GIVEN INSTRUCTION: Can you give the part of the records that opens with the line containing "batch is rectangular" and closes with the line containing "[124,315,158,385]", both ends included, with "rectangular window" renamed to "casement window" and everything else unchanged? Give only those lines.

....

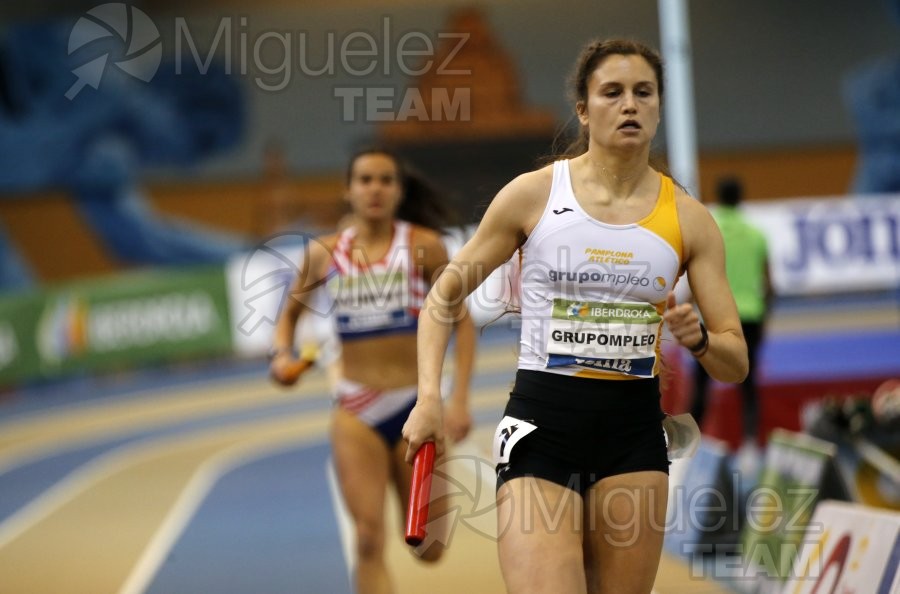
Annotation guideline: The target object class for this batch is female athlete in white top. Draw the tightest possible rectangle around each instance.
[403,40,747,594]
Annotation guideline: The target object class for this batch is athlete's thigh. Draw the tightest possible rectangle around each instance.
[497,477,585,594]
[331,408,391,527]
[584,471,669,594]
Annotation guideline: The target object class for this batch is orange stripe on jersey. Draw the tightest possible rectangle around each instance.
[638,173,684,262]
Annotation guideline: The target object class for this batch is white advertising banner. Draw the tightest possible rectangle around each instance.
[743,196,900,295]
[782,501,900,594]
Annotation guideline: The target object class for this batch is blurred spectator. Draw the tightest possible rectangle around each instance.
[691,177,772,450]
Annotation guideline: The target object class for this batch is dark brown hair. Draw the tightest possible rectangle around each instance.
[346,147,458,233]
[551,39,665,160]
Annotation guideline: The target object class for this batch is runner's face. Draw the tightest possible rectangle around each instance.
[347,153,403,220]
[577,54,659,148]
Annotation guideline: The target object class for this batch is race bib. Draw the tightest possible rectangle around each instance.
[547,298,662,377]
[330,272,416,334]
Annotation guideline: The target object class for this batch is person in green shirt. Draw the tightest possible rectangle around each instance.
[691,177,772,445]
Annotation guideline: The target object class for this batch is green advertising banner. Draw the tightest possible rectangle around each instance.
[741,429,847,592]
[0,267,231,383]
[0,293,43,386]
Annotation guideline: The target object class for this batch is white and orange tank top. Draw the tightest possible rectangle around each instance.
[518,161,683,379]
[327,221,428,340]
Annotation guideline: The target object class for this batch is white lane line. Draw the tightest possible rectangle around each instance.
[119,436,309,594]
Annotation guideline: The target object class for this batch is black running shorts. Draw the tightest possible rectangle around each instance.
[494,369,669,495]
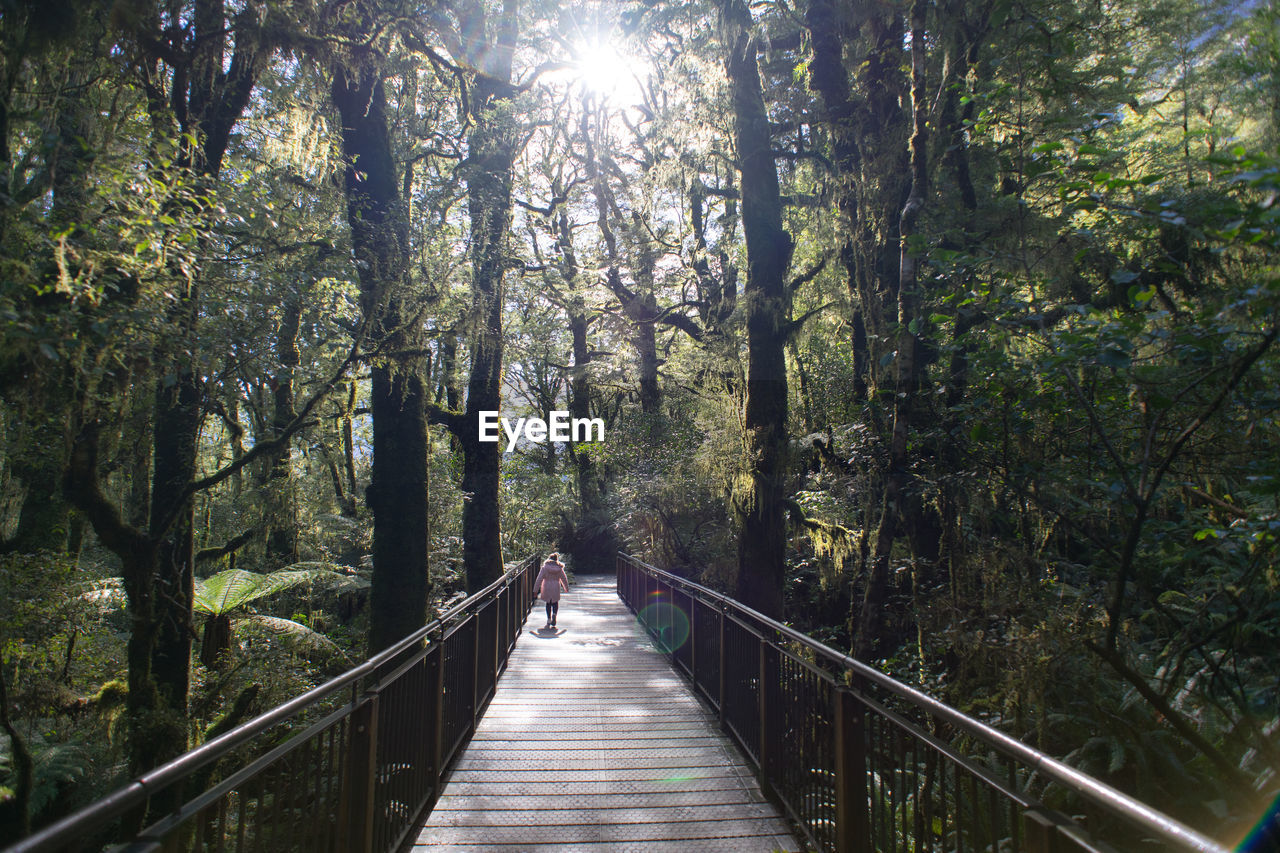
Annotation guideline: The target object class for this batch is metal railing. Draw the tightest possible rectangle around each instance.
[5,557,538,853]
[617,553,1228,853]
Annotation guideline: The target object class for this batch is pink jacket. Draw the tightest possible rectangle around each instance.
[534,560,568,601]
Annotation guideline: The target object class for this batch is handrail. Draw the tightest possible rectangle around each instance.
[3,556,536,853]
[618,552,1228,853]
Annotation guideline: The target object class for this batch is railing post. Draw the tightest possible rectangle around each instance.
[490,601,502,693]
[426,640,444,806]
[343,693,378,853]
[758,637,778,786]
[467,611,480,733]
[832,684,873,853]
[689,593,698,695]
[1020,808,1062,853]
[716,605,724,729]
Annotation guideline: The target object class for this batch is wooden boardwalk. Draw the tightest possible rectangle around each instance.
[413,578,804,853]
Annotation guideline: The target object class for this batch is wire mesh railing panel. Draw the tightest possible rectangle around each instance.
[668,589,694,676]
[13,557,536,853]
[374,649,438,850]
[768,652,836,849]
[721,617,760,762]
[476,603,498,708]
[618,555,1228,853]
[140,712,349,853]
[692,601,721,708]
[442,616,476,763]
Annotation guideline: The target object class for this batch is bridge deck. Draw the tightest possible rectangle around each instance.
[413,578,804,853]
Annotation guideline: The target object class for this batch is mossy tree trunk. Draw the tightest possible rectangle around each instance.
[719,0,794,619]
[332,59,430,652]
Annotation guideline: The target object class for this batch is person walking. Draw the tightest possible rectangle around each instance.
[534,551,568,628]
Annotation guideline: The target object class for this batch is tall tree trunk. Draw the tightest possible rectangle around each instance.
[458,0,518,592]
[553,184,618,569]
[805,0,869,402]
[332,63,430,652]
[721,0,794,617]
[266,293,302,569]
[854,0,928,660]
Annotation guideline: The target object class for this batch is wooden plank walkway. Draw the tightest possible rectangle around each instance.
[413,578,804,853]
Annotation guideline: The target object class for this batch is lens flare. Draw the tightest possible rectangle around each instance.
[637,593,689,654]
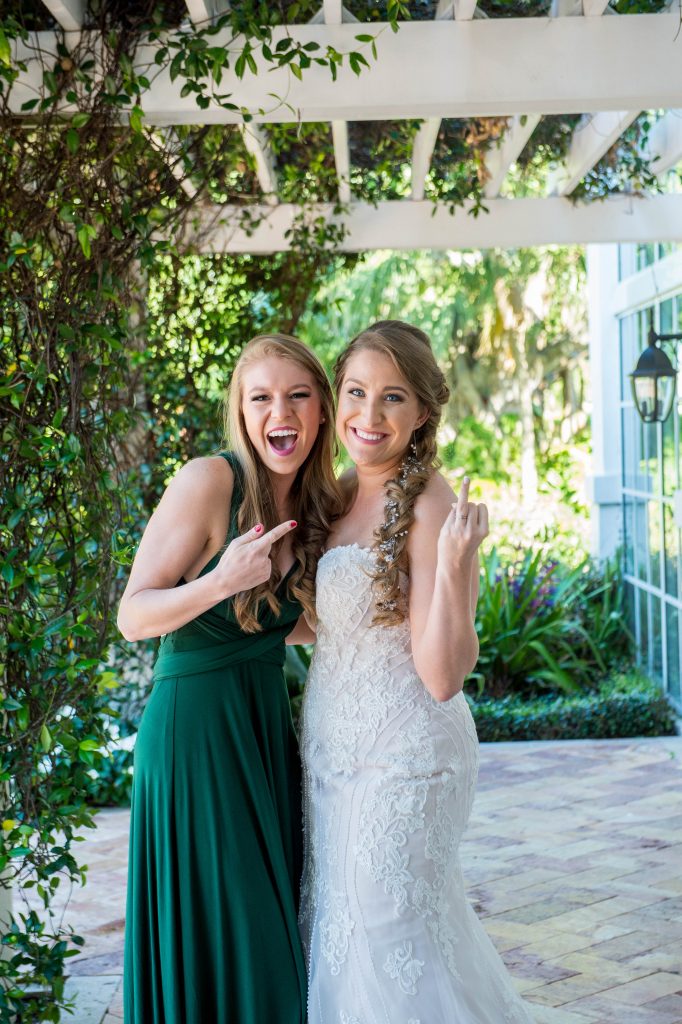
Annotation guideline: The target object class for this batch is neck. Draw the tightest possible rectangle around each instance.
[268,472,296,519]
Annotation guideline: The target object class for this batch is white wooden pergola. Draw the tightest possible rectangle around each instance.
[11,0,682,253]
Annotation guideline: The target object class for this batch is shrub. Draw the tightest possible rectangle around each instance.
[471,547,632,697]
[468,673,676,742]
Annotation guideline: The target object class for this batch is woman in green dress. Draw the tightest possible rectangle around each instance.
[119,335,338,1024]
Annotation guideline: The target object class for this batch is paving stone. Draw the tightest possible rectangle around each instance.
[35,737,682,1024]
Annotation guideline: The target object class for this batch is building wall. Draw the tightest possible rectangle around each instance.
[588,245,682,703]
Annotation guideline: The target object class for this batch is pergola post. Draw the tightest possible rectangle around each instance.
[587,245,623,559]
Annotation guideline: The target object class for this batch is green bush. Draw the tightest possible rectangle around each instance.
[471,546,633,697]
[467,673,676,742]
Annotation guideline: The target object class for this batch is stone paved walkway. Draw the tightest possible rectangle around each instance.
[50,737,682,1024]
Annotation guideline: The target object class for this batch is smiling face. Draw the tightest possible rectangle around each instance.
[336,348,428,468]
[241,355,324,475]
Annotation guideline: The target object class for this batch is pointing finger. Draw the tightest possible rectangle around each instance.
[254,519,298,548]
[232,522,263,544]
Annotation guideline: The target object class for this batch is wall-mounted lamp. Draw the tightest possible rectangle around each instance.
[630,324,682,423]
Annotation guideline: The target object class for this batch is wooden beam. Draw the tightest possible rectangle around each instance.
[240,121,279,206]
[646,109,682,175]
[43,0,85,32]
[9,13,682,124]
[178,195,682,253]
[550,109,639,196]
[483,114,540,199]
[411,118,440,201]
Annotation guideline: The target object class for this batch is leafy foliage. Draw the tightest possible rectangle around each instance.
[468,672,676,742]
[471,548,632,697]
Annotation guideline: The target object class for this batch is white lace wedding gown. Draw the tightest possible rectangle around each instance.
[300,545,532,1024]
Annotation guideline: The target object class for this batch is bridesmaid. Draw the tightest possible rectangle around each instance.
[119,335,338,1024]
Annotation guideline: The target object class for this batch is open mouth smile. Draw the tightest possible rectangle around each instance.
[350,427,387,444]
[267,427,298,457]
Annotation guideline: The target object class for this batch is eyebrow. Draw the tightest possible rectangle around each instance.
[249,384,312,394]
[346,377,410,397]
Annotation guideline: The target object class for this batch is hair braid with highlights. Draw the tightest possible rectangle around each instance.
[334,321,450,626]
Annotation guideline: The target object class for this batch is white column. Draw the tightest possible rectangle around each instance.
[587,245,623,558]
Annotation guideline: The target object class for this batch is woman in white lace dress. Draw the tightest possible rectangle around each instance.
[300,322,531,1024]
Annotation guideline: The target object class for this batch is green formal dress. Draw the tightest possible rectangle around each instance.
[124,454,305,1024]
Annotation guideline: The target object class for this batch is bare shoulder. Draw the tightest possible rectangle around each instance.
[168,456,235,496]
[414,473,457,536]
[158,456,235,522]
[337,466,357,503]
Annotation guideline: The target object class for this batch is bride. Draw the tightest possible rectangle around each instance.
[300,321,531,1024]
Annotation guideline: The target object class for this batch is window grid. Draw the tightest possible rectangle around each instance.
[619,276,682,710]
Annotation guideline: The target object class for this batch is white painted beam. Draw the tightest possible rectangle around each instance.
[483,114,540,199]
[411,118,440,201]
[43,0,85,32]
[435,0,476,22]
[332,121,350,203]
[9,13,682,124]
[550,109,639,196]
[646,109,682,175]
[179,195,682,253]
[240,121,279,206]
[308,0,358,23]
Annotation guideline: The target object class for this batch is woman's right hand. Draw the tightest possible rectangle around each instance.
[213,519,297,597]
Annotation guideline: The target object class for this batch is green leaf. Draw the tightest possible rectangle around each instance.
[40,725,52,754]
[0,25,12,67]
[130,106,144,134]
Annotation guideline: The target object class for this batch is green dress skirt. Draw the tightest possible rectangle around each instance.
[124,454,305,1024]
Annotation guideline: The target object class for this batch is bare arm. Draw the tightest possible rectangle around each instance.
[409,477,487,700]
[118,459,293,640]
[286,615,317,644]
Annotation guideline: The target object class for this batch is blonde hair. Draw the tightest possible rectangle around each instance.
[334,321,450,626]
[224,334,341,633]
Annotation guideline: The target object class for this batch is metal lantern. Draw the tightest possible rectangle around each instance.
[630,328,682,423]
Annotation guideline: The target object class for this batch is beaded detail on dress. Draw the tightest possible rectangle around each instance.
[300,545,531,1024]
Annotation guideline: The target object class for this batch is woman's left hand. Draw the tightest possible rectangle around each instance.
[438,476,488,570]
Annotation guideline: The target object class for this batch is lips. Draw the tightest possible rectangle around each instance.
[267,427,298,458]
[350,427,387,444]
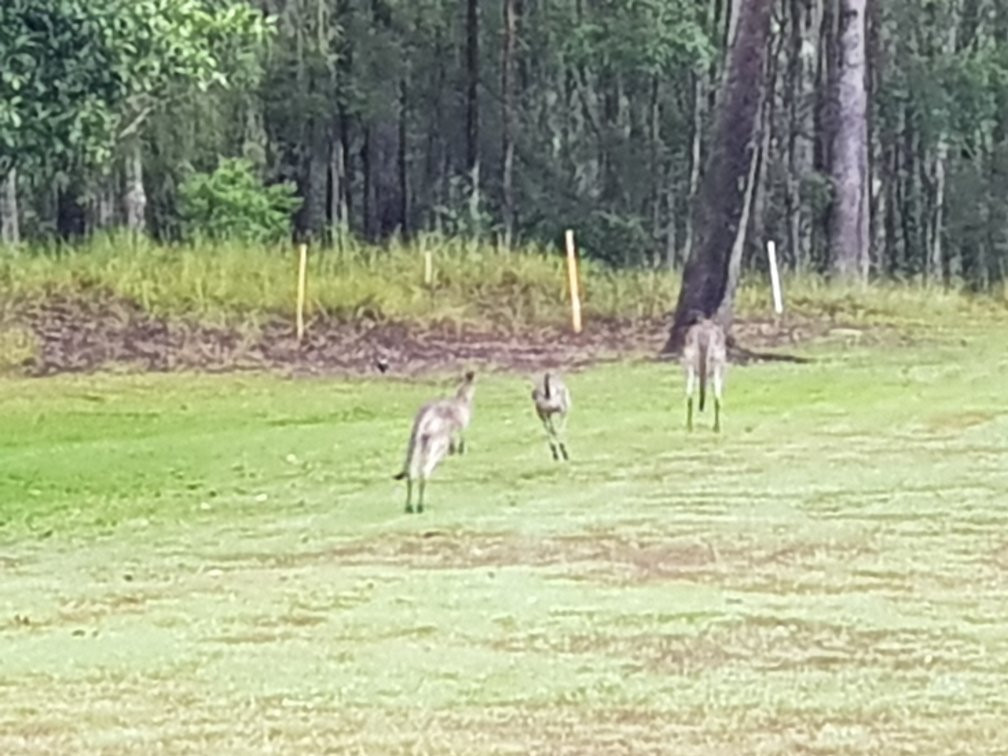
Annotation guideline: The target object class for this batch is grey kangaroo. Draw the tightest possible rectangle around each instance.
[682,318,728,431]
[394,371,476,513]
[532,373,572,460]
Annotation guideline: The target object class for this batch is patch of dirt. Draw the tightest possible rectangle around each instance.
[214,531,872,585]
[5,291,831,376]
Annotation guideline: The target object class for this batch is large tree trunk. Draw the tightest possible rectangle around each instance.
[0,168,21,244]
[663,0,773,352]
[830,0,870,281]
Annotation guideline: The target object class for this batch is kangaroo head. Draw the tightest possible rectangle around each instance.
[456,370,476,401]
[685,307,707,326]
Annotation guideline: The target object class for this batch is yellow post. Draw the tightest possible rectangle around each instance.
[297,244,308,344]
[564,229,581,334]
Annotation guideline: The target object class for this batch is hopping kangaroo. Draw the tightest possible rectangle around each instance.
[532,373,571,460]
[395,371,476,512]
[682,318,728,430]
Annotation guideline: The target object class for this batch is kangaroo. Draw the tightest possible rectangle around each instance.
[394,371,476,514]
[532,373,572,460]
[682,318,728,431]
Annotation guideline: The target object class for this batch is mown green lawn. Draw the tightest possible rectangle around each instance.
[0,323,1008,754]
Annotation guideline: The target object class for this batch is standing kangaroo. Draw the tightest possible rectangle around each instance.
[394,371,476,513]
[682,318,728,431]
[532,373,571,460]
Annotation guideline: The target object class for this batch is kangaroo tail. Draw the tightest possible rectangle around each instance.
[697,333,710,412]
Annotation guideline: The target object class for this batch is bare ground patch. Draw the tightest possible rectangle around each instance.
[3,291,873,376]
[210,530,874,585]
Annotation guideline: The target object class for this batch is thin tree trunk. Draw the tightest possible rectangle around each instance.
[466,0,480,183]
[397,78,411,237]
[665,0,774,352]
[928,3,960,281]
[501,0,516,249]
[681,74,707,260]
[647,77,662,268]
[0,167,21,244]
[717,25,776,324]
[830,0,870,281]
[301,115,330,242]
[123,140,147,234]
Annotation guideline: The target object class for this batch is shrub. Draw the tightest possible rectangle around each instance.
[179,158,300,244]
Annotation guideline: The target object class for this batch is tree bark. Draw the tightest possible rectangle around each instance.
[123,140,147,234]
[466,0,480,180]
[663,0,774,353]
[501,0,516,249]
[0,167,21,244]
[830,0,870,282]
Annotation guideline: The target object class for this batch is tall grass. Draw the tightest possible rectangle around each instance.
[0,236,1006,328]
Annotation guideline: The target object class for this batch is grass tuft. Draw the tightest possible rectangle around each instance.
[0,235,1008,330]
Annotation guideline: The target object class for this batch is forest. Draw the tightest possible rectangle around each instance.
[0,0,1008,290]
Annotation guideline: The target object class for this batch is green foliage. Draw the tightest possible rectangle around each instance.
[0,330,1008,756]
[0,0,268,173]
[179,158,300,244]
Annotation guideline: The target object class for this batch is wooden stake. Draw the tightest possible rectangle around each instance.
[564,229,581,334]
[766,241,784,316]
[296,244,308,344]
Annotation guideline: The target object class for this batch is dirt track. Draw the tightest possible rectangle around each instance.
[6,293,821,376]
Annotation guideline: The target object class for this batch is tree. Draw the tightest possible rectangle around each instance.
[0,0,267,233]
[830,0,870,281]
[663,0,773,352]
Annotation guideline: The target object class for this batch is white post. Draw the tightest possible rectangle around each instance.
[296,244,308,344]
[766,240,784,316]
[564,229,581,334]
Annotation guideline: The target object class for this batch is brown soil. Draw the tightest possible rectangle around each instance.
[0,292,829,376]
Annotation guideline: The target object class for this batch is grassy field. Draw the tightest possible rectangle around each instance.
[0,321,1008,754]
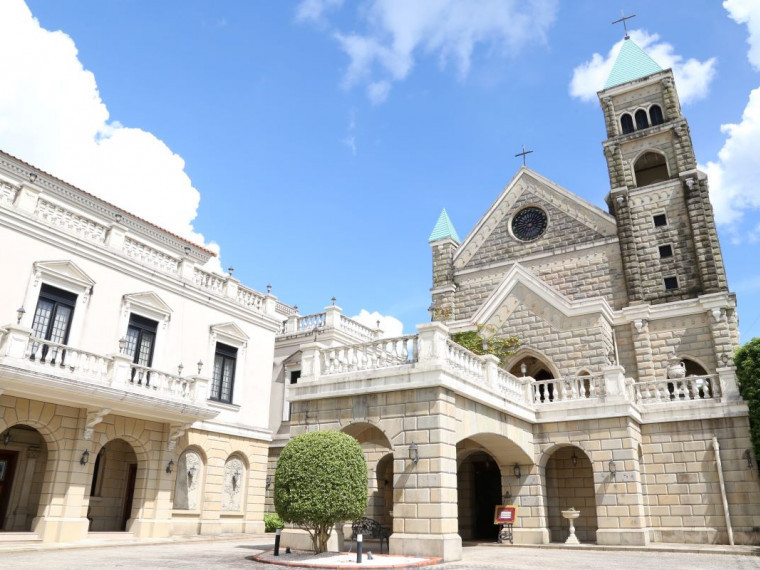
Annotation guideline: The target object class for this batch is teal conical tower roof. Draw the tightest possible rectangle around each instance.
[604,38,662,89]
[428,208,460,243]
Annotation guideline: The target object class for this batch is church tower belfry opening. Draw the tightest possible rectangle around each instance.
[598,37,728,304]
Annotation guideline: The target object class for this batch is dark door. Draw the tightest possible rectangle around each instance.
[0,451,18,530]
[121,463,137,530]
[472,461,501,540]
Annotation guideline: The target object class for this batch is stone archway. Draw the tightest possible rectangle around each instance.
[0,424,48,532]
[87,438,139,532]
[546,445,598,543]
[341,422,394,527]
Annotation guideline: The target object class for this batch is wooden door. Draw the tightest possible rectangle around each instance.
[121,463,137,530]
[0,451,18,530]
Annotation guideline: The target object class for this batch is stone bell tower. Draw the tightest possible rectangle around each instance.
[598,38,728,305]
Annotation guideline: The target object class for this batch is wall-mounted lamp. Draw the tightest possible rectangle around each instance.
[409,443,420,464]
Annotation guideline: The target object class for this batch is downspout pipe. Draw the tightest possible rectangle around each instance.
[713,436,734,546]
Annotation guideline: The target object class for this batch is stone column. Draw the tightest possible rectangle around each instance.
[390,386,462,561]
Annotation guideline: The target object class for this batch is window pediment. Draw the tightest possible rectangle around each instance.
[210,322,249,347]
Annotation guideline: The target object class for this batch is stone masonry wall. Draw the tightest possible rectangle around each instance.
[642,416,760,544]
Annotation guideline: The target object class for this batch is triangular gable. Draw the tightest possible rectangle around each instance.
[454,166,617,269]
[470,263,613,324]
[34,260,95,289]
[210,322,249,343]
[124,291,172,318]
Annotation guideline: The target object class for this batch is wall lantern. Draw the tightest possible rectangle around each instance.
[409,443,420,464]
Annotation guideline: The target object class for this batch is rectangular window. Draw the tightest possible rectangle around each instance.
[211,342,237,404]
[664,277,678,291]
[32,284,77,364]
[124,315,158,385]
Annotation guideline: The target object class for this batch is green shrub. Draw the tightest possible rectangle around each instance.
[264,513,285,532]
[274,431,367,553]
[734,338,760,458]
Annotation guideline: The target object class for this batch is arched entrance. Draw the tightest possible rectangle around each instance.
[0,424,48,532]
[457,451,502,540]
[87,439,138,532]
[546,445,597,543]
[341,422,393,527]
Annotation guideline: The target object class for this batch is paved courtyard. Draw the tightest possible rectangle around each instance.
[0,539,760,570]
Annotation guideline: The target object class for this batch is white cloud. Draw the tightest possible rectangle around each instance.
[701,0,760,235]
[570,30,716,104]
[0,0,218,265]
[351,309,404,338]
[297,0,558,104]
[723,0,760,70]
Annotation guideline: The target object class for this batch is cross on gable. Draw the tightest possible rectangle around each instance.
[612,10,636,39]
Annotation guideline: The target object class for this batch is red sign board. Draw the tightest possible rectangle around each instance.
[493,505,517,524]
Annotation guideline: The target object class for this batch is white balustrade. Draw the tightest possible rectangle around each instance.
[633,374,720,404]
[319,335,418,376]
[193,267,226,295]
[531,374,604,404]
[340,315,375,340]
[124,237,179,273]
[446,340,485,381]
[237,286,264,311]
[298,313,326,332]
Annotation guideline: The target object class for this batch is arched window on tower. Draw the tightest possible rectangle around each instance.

....

ANSWER TO THIS PROBLEM:
Annotation guideline: The target object class for this batch is casement window. Draw the tightest possible rectangle around each instance.
[211,342,237,404]
[664,277,678,291]
[32,284,77,364]
[124,315,158,385]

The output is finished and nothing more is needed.